--- 本文 ---

写真の内側・外側研究会

「写真と取りまく領域にあるさまざまな表現物に触れ、味わい、話し合う」

ウチそと研通信172 -水上勉『精進百撰』など-

すでに桜が咲いてしまったのだが、昨年の話をすると、食のダイバーシティといえばよいか、食べ物、食べることについていろいろと考えることの多い年であった。

 

令和が始まった5月の連休の頃、ベジタリアンの友人に会うことがあった。久しぶりの再会で、互いのこれまでのできごとや、今何をしているのか、これから何をしようとしているのかなどと話がはずんだ。ベジタリアンについても、いろいろと話を聞くことができた。彼女は蕎麦を食べる際、つゆは使わず生醤油で食べていた。だしにカツオを使っているからだ。また薬味のネギも食べないという。五葷(ごくん)といって禅宗などで避ける食材で、ニンニクやタマネギなども含まれる。食についても、それ以外の話でも、彼女の言葉は穏やかで、それでいてどことなく凛々しく感じられたのは、食というものを自らの意思で選んでいるという自信から来るものなのだろうか。食べ物を制限しているというベジタリアンに対する私のネガティブなイメージは間違いであった。彼女におみやげでもらった挽き肉状の大豆ミートでスパゲティを作って食べたがおいしかった。大豆自身がほのかに甘いので、味付けは砂糖少なめがよい。その後もいろいろ気になって、都内にあるビーガンのレストランやハラール対応のラーメン屋などにも行ってみた。ふだん食にあまりこだわりが無かったが、食に向きあうことの大切さということを日常の中で実感できたのだった。

--- 資料 ---

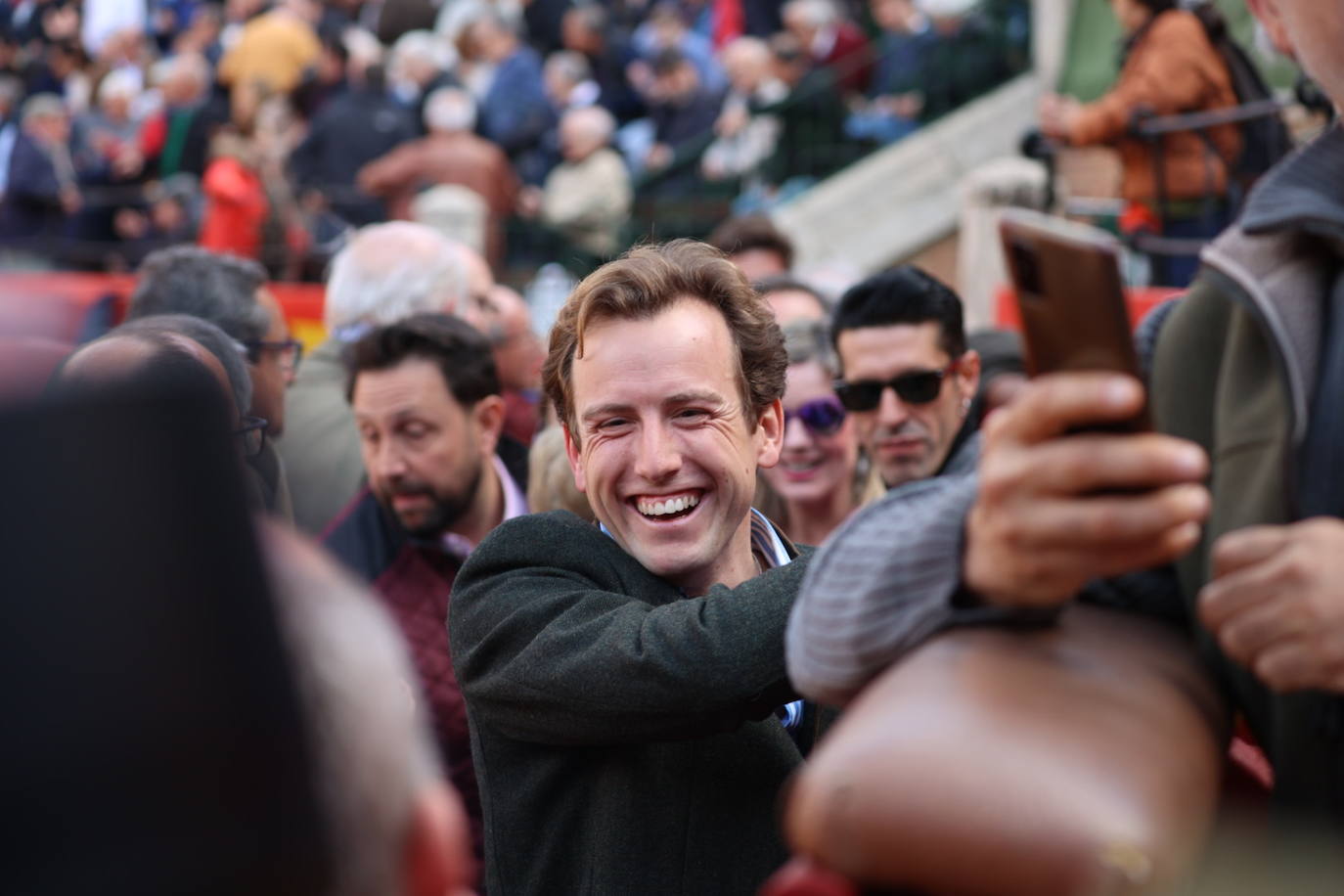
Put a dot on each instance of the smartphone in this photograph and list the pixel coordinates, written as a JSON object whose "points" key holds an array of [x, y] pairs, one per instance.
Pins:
{"points": [[1071, 298]]}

---

やること:
A) 次の(i)〜(iii)が本文の内容に合っているか、それぞれ「はい」か「いいえ」で答え、決め手になる本文の言葉をそのまま引いてください。(i) 友人は蕎麦を食べるとき、つゆを使わなかった。(ii) 大豆ミートのスパゲティは、砂糖を多めにするとよい。(iii) 筆者は都内のハラール対応のラーメン屋に行った。
B) 本文の「すでに桜が咲いてしまったのだ」から「常の中で実感できたのだった。」までを、その両方も含めて一字も変えずに書き写してください。
C) 本文の「大豆自身がほのかに甘いので、味付けは砂糖少なめがよい。」という一文を英語に訳してください。
今回、資料は使いません。

答え:
A)
(i) はい 「彼女は蕎麦を食べる際、つゆは使わず生醤油で食べていた。」
(ii) いいえ 「味付けは砂糖少なめがよい。」
(iii) はい 「ハラール対応のラーメン屋などにも行ってみた。」

B)
すでに桜が咲いてしまったのだが、昨年の話をすると、食のダイバーシティといえばよいか、食べ物、食べることについていろいろと考えることの多い年であった。

 

令和が始まった5月の連休の頃、ベジタリアンの友人に会うことがあった。久しぶりの再会で、互いのこれまでのできごとや、今何をしているのか、これから何をしようとしているのかなどと話がはずんだ。ベジタリアンについても、いろいろと話を聞くことができた。彼女は蕎麦を食べる際、つゆは使わず生醤油で食べていた。だしにカツオを使っているからだ。また薬味のネギも食べないという。五葷(ごくん)といって禅宗などで避ける食材で、ニンニクやタマネギなども含まれる。食についても、それ以外の話でも、彼女の言葉は穏やかで、それでいてどことなく凛々しく感じられたのは、食というものを自らの意思で選んでいるという自信から来るものなのだろうか。食べ物を制限しているというベジタリアンに対する私のネガティブなイメージは間違いであった。彼女におみやげでもらった挽き肉状の大豆ミートでスパゲティを作って食べたがおいしかった。大豆自身がほのかに甘いので、味付けは砂糖少なめがよい。その後もいろいろ気になって、都内にあるビーガンのレストランやハラール対応のラーメン屋などにも行ってみた。ふだん食にあまりこだわりが無かったが、食に向きあうことの大切さということを日常の中で実感できたのだった。

C) The soybeans themselves are slightly sweet, so it is best to use only a little sugar when seasoning.